SHORT EXERCISE 1: Summarize the passage on music and language in two sentences.
SHORT EXERCISE 2: According to the passage on music and language, in what year did Oxford University Press first publish The Language of Music?

TEXT SEGMENT:

For all of my ongoing efforts to invoke the concepts of syntax, logic, and rhetoric, trying to view music as if it were some form of language is a risky business. I continue to feel that the best example of a perfectly reputable music scholar creating an absolute shambles by venturing into linguistics is Deryck Cooke's The Language of Music, which Oxford University Press first published in 1959 and continues to release in reprint. To be fair, however, Cooke's problem may run deeper than its inability to grasp the linguistic theory of his day or any of that theory's precedents. Having just completed The Aesthetic as the Science of Expressions and of the Linguistic in General (for the second time), I realize that, as early as 1901 (when this book was first published), Benedetto Croce proposed that linguistic theory itself was flawed at the lowest level of basic foundations for studying language.

Records
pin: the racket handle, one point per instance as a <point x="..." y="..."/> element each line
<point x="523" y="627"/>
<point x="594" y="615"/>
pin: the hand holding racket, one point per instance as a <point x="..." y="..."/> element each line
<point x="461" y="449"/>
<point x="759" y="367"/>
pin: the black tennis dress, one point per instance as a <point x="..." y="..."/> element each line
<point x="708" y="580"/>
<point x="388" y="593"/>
==
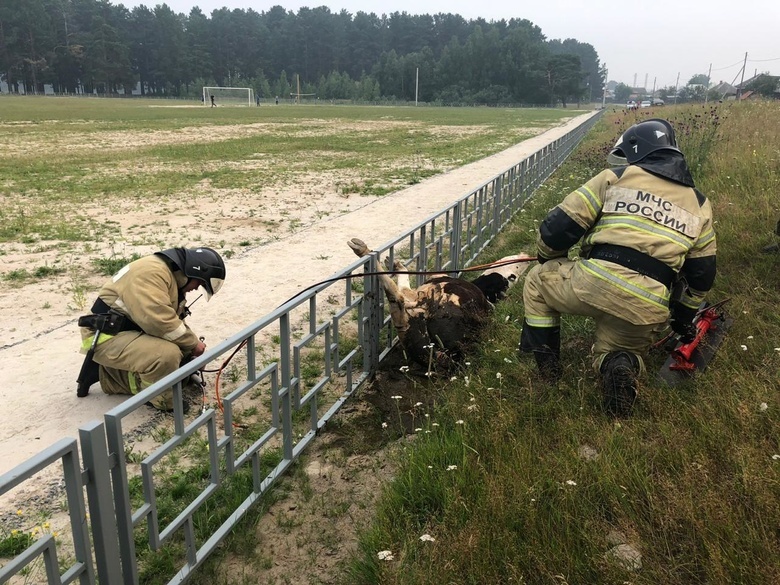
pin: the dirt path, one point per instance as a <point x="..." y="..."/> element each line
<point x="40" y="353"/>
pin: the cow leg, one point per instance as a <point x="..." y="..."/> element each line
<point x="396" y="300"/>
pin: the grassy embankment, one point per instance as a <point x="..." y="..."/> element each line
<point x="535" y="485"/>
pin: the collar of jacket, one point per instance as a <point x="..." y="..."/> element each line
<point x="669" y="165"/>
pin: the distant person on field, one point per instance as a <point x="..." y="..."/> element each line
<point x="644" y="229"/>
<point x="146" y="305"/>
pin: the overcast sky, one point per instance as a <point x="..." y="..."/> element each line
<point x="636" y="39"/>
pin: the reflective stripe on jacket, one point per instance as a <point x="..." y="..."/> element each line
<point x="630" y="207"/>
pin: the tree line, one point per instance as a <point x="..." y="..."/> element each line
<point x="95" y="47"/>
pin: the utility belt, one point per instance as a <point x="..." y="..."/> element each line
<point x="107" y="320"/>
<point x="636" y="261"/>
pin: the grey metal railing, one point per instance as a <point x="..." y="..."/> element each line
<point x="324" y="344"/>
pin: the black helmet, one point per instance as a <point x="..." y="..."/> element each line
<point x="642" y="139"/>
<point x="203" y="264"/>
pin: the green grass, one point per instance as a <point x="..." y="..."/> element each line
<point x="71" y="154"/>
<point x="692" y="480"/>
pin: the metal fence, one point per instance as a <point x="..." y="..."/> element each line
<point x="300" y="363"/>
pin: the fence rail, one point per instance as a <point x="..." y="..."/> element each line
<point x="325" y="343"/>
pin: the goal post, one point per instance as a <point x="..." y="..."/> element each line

COMPLETE ANSWER 1: The writer considers it risky to view music as a form of language and names Deryck Cooke's The Language of Music, first published by Oxford University Press in 1959, as the best example of a reputable music scholar making a shambles of linguistics. Cooke's problem may run deeper, however, because Benedetto Croce proposed as early as 1901 that linguistic theory itself was flawed at its most basic foundations.

COMPLETE ANSWER 2: 1959